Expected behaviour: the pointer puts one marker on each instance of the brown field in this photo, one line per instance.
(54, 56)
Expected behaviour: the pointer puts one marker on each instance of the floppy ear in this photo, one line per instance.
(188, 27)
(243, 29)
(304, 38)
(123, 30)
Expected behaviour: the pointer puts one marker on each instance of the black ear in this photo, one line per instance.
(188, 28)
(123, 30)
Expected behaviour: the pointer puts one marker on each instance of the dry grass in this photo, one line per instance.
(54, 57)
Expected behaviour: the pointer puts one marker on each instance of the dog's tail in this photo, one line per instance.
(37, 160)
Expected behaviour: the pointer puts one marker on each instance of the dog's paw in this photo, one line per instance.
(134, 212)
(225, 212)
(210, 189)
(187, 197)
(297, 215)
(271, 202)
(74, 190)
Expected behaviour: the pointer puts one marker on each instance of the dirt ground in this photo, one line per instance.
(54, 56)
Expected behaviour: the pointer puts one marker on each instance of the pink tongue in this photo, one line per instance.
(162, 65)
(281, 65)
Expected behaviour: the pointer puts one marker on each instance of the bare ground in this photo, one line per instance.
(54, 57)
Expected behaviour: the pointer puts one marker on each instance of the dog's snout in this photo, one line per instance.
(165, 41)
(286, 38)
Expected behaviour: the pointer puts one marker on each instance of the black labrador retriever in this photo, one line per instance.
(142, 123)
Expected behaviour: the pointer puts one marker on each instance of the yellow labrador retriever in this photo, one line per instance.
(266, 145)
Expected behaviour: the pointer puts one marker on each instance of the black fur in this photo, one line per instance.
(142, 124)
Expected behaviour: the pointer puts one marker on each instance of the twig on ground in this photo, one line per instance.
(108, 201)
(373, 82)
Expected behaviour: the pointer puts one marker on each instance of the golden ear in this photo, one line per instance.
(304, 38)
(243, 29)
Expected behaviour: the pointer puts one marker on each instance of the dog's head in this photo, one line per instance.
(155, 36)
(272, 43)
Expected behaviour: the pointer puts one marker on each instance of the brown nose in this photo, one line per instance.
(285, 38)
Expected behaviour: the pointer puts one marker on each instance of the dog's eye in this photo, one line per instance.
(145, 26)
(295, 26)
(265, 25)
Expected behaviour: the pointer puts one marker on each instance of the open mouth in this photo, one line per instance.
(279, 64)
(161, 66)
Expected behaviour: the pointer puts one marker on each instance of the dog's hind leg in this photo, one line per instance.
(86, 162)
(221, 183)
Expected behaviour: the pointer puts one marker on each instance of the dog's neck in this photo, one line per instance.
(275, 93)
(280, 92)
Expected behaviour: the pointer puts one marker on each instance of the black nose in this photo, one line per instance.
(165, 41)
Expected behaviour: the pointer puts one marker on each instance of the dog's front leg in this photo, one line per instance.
....................
Here, the records must be output exactly and in full.

Expected behaviour: the pointer puts one marker on each instance of the brown field in this photo, one line per instance.
(54, 56)
Expected behaviour: the pointer puts one marker on each instance of the floppy ear in this photo, one line per instance.
(188, 27)
(243, 29)
(304, 38)
(123, 30)
Expected behaviour: the pointer puts one marker on each instance of the black ear in this photo, one line per instance.
(188, 28)
(123, 30)
Expected behaviour: the pointer puts one marker on each instance of the dry grass in this photo, one line per instance.
(54, 57)
Expected behaviour: the pointer puts one marker on each instance of the dog's tail in this photo, one line per instance.
(37, 160)
Expected behaviour: the pointer puts one marker on each instance of the dog's paw in this photo, one line per instance.
(134, 212)
(225, 212)
(210, 189)
(187, 197)
(297, 215)
(271, 202)
(74, 190)
Expected behaviour: the pointer puts one marker on each instance of the dirt ground in this photo, one line per instance.
(54, 56)
Expected behaviour: the pointer puts one marker on each instance of the pink tongue in this photo, one line per instance.
(162, 65)
(281, 65)
Expected behaviour: the pointer puts one marker on each instance of the bare ground in this photo, one line per instance.
(54, 57)
Expected behaviour: the pointer puts one marker on each instance of the dog's snout in this photo, one line per instance.
(165, 41)
(286, 38)
Expected behaviour: the pointer puts one marker on each instance of the black labrador retriever in this photo, one line per instance.
(142, 123)
Expected behaviour: the pointer puts one marker on each instance of the yellow labrador retriever in this photo, one line per instance.
(266, 145)
Expected behaviour: the pointer puts one marker on each instance of the black fur in this photo, one line per instance.
(142, 124)
Expected behaviour: the pointer puts one marker on each instance of the twig on ground in this photo, one line per instance.
(108, 201)
(373, 82)
Expected behaviour: the pointer puts one marker on each instance of the golden ear in this photo, one line per instance.
(304, 38)
(243, 29)
Expected behaviour: the pointer puts one marker on each instance of the dog's head in this photo, one line per instance.
(155, 36)
(272, 43)
Expected behaviour: the pointer puts one marker on each instance of the brown nose in this photo, one line per instance.
(285, 38)
Expected behaviour: the pointer puts one marker on each instance of the dog's eye in this photo, one line per instance.
(145, 26)
(295, 26)
(265, 25)
Expected behaviour: the pointer puts one marker on each instance of the open mouth in this photo, one line per instance.
(279, 64)
(161, 66)
Expected behaviour: the pointer puts one marker on each instance of the dog's hind leg in this photo, one line per instance.
(86, 162)
(221, 183)
Expected behaviour: the pointer puts one marker on each instance of the dog's neck in this photo, one line per instance.
(275, 93)
(280, 92)
Expected behaviour: the pointer puts one marker on each instance of the black nose in this photo, one line per instance.
(165, 41)
Expected behaviour: the pointer puts one marker on each instance of the dog's front leg in this photo, one line per instance.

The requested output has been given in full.